The problem ▸ The lines that make up this material should each be returned exactly.

Supplied entries ▸
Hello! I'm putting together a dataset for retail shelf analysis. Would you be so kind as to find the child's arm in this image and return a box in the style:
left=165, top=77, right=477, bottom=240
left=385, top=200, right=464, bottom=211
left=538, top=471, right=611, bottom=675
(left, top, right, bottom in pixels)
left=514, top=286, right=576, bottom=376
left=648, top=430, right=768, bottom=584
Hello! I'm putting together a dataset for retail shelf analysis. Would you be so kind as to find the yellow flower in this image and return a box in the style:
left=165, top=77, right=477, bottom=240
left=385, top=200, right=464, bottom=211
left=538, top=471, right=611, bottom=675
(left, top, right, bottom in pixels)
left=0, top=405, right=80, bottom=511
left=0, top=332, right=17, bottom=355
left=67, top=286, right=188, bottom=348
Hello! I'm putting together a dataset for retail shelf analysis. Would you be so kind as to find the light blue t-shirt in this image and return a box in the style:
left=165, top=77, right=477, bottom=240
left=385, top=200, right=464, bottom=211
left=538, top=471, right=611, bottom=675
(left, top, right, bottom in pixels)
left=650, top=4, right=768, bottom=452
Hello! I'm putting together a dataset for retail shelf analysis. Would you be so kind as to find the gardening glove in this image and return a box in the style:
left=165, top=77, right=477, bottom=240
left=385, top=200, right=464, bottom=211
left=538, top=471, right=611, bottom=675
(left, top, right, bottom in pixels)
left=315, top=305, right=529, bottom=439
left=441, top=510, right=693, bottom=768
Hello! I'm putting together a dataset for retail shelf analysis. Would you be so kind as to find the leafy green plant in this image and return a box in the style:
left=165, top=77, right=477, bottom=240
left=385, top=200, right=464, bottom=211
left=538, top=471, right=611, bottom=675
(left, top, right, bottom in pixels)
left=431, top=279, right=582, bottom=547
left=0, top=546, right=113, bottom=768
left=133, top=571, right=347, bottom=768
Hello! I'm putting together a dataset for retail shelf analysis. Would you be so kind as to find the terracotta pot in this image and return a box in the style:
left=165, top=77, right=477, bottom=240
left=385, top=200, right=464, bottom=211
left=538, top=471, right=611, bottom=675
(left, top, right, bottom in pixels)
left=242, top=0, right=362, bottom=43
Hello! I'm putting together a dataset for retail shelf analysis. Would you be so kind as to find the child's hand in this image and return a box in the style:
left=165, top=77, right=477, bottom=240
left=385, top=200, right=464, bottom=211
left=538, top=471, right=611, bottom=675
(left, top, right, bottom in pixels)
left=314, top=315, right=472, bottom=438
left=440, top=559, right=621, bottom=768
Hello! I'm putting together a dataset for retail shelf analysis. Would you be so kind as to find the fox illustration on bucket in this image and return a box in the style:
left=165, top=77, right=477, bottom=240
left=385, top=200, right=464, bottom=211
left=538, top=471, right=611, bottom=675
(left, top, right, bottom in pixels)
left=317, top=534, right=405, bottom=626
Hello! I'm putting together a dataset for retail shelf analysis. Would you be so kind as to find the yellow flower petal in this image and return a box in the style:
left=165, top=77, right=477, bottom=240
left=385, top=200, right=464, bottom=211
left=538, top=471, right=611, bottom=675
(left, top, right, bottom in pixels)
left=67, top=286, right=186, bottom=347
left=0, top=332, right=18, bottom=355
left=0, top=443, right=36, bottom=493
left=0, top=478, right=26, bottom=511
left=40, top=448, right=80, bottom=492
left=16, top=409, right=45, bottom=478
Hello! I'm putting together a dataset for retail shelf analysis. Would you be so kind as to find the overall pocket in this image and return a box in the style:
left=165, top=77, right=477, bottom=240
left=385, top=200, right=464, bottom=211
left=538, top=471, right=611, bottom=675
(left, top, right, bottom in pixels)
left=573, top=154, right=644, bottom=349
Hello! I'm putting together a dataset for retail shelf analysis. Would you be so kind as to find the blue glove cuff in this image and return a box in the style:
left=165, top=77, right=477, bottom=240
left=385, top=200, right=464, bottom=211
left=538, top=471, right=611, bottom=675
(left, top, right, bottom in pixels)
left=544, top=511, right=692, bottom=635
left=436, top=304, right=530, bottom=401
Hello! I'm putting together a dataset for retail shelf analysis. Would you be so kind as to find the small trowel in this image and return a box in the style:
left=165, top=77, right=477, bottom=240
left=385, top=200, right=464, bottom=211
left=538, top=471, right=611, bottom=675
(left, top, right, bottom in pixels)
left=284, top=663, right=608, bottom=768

Expected output ▸
Hello! I'm putting together a dataset for retail shelf analysis. Would you be so kind as to find the child's arm in this image and return a box in the style:
left=165, top=77, right=477, bottom=240
left=385, top=200, right=464, bottom=211
left=538, top=471, right=611, bottom=675
(left, top, right, bottom in pixels)
left=514, top=286, right=576, bottom=376
left=648, top=430, right=768, bottom=584
Hello! I'm putting together a dataset for retail shelf analysis. Would you be so kind as to find the yellow flower in this image and return a box in the style:
left=165, top=77, right=477, bottom=240
left=385, top=200, right=464, bottom=211
left=538, top=471, right=611, bottom=675
(left, top, right, bottom in pixels)
left=0, top=405, right=80, bottom=511
left=0, top=332, right=17, bottom=355
left=67, top=286, right=188, bottom=348
Hello! I'm putting together a dataset for retail shelf analysis. Would you be so kind as to find the light blue t-shirt in this image and return a box in the style:
left=165, top=77, right=477, bottom=240
left=385, top=200, right=464, bottom=211
left=538, top=471, right=611, bottom=675
(left, top, right, bottom in pixels)
left=650, top=4, right=768, bottom=452
Hello! I'm putting together a dataset for retail shelf analysis. Would you be so kind as to find the gardening glove in this image and return a box in the style:
left=165, top=77, right=477, bottom=240
left=385, top=200, right=464, bottom=211
left=538, top=471, right=611, bottom=675
(left, top, right, bottom in pixels)
left=315, top=305, right=529, bottom=439
left=441, top=510, right=693, bottom=768
Hello! I'm putting together a dataset for retail shelf analysis. Would you be so kind as to find the leafy green plant in this image and return a box in the style:
left=165, top=77, right=477, bottom=240
left=385, top=200, right=464, bottom=211
left=538, top=471, right=611, bottom=675
(left, top, right, bottom in pixels)
left=431, top=279, right=582, bottom=547
left=0, top=546, right=113, bottom=768
left=133, top=571, right=347, bottom=768
Hello! I'm putting together a dataset for retail shelf analysis. Would you be so kind as to find the terracotta pot in this image and return a box in the style:
left=165, top=77, right=477, bottom=240
left=385, top=200, right=464, bottom=211
left=538, top=471, right=611, bottom=675
(left, top, right, bottom in pixels)
left=242, top=0, right=362, bottom=43
Hello! I'm putting together a dataset for retail shelf analysis. Would you be so kind as to find the child's hand in this image and return a box in the style:
left=165, top=77, right=477, bottom=240
left=385, top=200, right=464, bottom=211
left=538, top=471, right=611, bottom=675
(left, top, right, bottom in pixels)
left=314, top=315, right=472, bottom=438
left=440, top=559, right=621, bottom=768
Hello! I'm putting together a dataset for retail shelf analysis. Would you be so kind as to find the fox illustration on bucket in this image and return a box in the style:
left=165, top=77, right=477, bottom=240
left=385, top=200, right=464, bottom=211
left=538, top=471, right=611, bottom=675
(left, top, right, bottom in pixels)
left=317, top=534, right=405, bottom=626
Hello! I'm putting together a dataset for retail shelf analysis. Would you be so kind as to find the yellow flower petal in this image and return a box in the style:
left=165, top=77, right=477, bottom=240
left=385, top=200, right=464, bottom=211
left=538, top=471, right=611, bottom=675
(left, top, right, bottom in pixels)
left=67, top=286, right=186, bottom=347
left=0, top=332, right=18, bottom=355
left=0, top=443, right=36, bottom=493
left=0, top=478, right=26, bottom=511
left=40, top=448, right=80, bottom=492
left=16, top=409, right=45, bottom=478
Hello! I'm putting together a dataset for retail shelf analysis. Would you be so kind as to find the overall pocket in this image and return a box in the style:
left=165, top=77, right=477, bottom=240
left=385, top=200, right=464, bottom=211
left=538, top=471, right=611, bottom=675
(left, top, right, bottom in pixels)
left=573, top=154, right=644, bottom=349
Hello! I'm putting together a dataset for retail shelf analysis. Would you be so kind as to find the blue glove cuff in this image and return a box in the style:
left=165, top=77, right=477, bottom=240
left=385, top=200, right=464, bottom=211
left=538, top=471, right=611, bottom=675
(left, top, right, bottom in pixels)
left=544, top=511, right=692, bottom=635
left=436, top=304, right=530, bottom=401
Hello! I'm putting together a dataset for retail shelf analysis. Would you be so kind as to find the small trowel in this image and return a box in the style:
left=165, top=77, right=477, bottom=240
left=385, top=200, right=464, bottom=211
left=538, top=471, right=611, bottom=675
(left, top, right, bottom in pixels)
left=284, top=663, right=608, bottom=768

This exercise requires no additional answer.